Shawkat S. Khairullah, Carl R. Elks
Nuclear Technology | Volume 202 | Number 2 | May-June 2018 | Pages 141-152
Technical Paper | dx.doi.org/10.1080/00295450.2018.1450014
Articles are hosted by Taylor and Francis Online.
One of the essential concepts being postulated for next generation nuclear power plants (NPPs) that could include Gen IV reactors—small modular reactors—is the notion of resilient and survivable instrumentation and control (I&C) systems. Resilience at the system and plant level will rely on highly robust and fault-tolerant digital embedded devices as a foundation. This paper presents a new self-healing programmable digital I&C architecture, BioSymPLe, inspired from the way nature responds, defends, and heals: the stem cells in the immune system of living organisms and the pathway from DNA to protein. The BioSymPLe is organized in a four-layered approach: (1) cellular layer that includes four sublayers, with each sublayer allocating two functional B cells which represent the building block that executes the local functionality of NPP critical application based on the expression for DNA genetic codes stored inside each cell; (2) tissue layer that embeds eight redundant T cells and eight routing units to facilitate coordination and organized behavior among a network of four cellular sublayers; (3) internal healing layer that monitors the correct execution of functions at the cellular level and activates healing mechanism at the tissue level; and (4) external healing layer using a concept of embryonic stem cells by differentiating this type of cell to repair the faulty T cells. Finally, the BioSymPLe is capable of tolerating a significant number of faults (transient, permanent, or hardware common cause failures) that can stem from environmental disturbances, and we believe it can positively impact the operation of next generation digital I&C systems in NPPs.

◆ **Work task 1**
Reproduce the BioSymPLe article entry starting at "Shawkat S. Khairullah, Carl" and ending at "and Francis Online.", switching "Taylor and Francis Online" to "the journal's website".
◆ **Work task 2**
Answer these questions using the BioSymPLe article entry:
(a) On which pages of the journal does the article appear?
(b) How many redundant T cells does the tissue layer embed?
(c) What concept does the external healing layer use to repair faulty T cells?

◆ **Dataset excerpt**
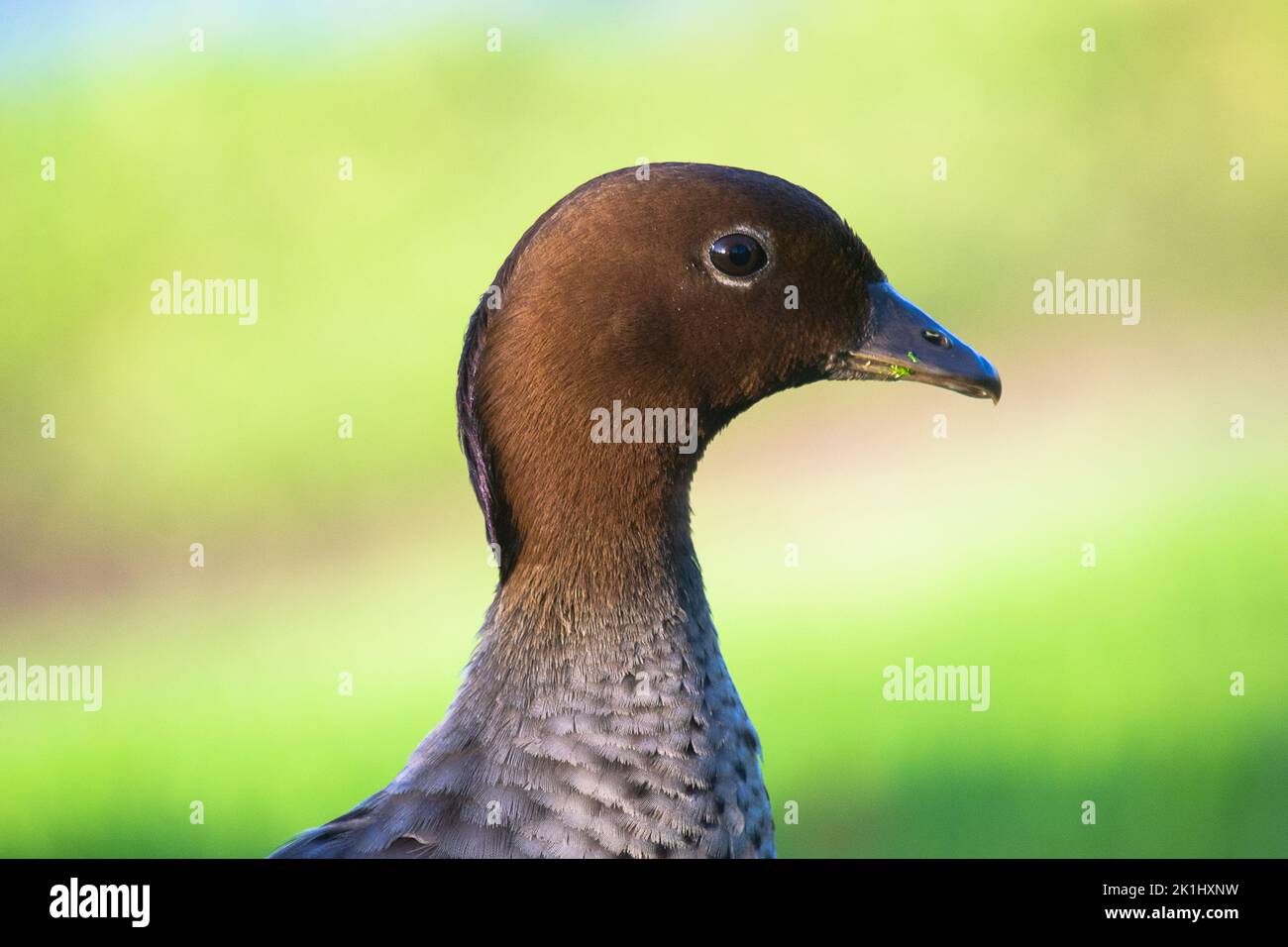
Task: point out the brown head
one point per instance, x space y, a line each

◆ **Written answer 1**
Shawkat S. Khairullah, Carl R. Elks
Nuclear Technology | Volume 202 | Number 2 | May-June 2018 | Pages 141-152
Technical Paper | dx.doi.org/10.1080/00295450.2018.1450014
Articles are hosted by the journal's website.

◆ **Written answer 2**
(a) Pages 141-152.
(b) Eight.
(c) Embryonic stem cells.